## Start TASK INPUTS

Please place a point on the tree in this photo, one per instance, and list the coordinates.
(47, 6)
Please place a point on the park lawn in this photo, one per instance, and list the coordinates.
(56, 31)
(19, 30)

## End TASK INPUTS

■ DESCRIPTION OF THE TASK
Begin at the line that contains "Please place a point on the park" and continue through the end of the data, rewriting those lines with each coordinate value shifted up by 113. Keep the other lines unchanged.

■ FINISHED EXERCISE
Please place a point on the park lawn in this photo, one per instance, and list the coordinates.
(169, 144)
(132, 143)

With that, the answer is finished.